*AIM 1:*
Rewrite every line of the dataset rows below as a JSON list of strings, one string per line, leaving out blank lines.

*SUPPLIED TEXT:*
════════════════

Pictured: how I viewed the ops people who assign me the poop cake. 


 Every. Damn. Time. 

Friday, March 24, 2017

Shifting Shipping patterns in NY

As I hinted at earlier in the week, we're seeing some changes in ship visits here in New York harbor. This is interesting because shipping traffic is such a bellwether for what the economy is doing.
 Now, I'm no trade analyst, and I'm also not documenting this info with much in the way of hard numbers. I'm reporting anecdotal observations, which are only one weak part of forming a picture of what's going on.

 Several things are happening at the same time. The Panama Canal expansion is complete, and shipping trade patterns are already adjusting, and in many cases, already adjusted. Some US ports are midway- or already finished in dredging their channels to allow for increased traffic and deeper draught ships. Presumably there's a sliding regime of scale and scope that allows for equilibrium between the two, but these programs are starting and finishing on their own time, so ports are coming onstream with their changed infrastructural capabilities on a continuous, chaotic basis. Must be fun for the shipping companies to deal with that.

 Hanjin Lines was a massive presence in the US, and their liner service between the Far East, EU and the US disappeared overnight when the company went tits up. And what a shit show it is. There's stacks of empty Hanjin containers at most terminals in the NY/NJ area cluttering up the place until buyers can be found. This was a serious disruption, but there are other companies with other ships all starving too, so the capacity was absorbed quickly. Economies of scale being a thing, and the fuel price crisis still being in recent memory, old-style Panamax ships are being scrapped before their midlife period even begins and newer and larger ships ordered back in the heyday of shipping construction are available.
   Awful lot of 100,000 ton container ships available or being scrapped. Wicked bahgen prices, too, like we used to say where I grew up.
          So the principle bottleneck here in port of NY/NJ has been the Bayonne Bridge, which is too low to allow new larger ships into the container ports of NJ, which have the infrastructure in place to handle super-size ships. (room, road access, and seriously big-ass container cranes). Some New Panamax or smaller ships can fit under the bridge at low tide, if they have a mast that can be articulated and lowered.

════════════════

Records in a dataset
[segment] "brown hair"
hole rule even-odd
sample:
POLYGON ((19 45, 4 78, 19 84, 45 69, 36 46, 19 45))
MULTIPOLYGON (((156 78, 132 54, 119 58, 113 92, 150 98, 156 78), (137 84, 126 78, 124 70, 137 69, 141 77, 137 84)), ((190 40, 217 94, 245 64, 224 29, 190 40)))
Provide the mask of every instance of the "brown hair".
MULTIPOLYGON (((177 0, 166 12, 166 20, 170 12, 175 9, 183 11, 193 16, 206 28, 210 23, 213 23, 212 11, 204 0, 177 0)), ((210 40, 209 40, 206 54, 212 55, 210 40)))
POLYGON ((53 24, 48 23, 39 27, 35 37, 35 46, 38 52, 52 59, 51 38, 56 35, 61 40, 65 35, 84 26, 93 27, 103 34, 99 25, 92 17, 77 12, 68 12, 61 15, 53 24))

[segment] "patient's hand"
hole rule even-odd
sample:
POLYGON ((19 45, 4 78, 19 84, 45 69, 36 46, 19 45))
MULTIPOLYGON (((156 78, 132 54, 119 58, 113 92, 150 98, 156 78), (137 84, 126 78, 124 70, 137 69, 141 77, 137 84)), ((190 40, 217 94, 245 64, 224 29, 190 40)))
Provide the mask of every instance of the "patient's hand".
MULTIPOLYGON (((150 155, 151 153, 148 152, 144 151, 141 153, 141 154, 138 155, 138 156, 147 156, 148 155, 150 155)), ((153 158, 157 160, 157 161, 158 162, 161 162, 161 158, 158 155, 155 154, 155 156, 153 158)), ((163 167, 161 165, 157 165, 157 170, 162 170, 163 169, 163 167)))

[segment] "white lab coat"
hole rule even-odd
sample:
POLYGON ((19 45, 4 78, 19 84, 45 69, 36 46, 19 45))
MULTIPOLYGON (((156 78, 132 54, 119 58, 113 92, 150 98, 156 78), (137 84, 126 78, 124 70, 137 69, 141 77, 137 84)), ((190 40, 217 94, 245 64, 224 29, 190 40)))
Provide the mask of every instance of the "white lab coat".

════════════════

*AIM 2:*
Reproduce the shipping post between "So the principle" and "articulated and lowered.", inclusive, changing "Bayonne Bridge" to "Goethals Bridge".

*EXPECTED OUTPUT 1:*
[
  "[segment] \"brown hair\"",
  "hole rule even-odd",
  "sample:",
  "POLYGON ((19 45, 4 78, 19 84, 45 69, 36 46, 19 45))",
  "MULTIPOLYGON (((156 78, 132 54, 119 58, 113 92, 150 98, 156 78), (137 84, 126 78, 124 70, 137 69, 141 77, 137 84)), ((190 40, 217 94, 245 64, 224 29, 190 40)))",
  "Provide the mask of every instance of the \"brown hair\".",
  "MULTIPOLYGON (((177 0, 166 12, 166 20, 170 12, 175 9, 183 11, 193 16, 206 28, 210 23, 213 23, 212 11, 204 0, 177 0)), ((210 40, 209 40, 206 54, 212 55, 210 40)))",
  "POLYGON ((53 24, 48 23, 39 27, 35 37, 35 46, 38 52, 52 59, 51 38, 56 35, 61 40, 65 35, 84 26, 93 27, 103 34, 99 25, 92 17, 77 12, 68 12, 61 15, 53 24))",
  "[segment] \"patient's hand\"",
  "hole rule even-odd",
  "sample:",
  "POLYGON ((19 45, 4 78, 19 84, 45 69, 36 46, 19 45))",
  "MULTIPOLYGON (((156 78, 132 54, 119 58, 113 92, 150 98, 156 78), (137 84, 126 78, 124 70, 137 69, 141 77, 137 84)), ((190 40, 217 94, 245 64, 224 29, 190 40)))",
  "Provide the mask of every instance of the \"patient's hand\".",
  "MULTIPOLYGON (((150 155, 151 153, 148 152, 144 151, 141 153, 141 154, 138 155, 138 156, 147 156, 148 155, 150 155)), ((153 158, 157 160, 157 161, 158 162, 161 162, 161 158, 158 155, 155 154, 155 156, 153 158)), ((163 167, 161 165, 157 165, 157 170, 162 170, 163 169, 163 167)))",
  "[segment] \"white lab coat\"",
  "hole rule even-odd",
  "sample:",
  "POLYGON ((19 45, 4 78, 19 84, 45 69, 36 46, 19 45))",
  "MULTIPOLYGON (((156 78, 132 54, 119 58, 113 92, 150 98, 156 78), (137 84, 126 78, 124 70, 137 69, 141 77, 137 84)), ((190 40, 217 94, 245 64, 224 29, 190 40)))",
  "Provide the mask of every instance of the \"white lab coat\"."
]

*EXPECTED OUTPUT 2:*
So the principle bottleneck here in port of NY/NJ has been the Goethals Bridge, which is too low to allow new larger ships into the container ports of NJ, which have the infrastructure in place to handle super-size ships. (room, road access, and seriously big-ass container cranes). Some New Panamax or smaller ships can fit under the bridge at low tide, if they have a mast that can be articulated and lowered.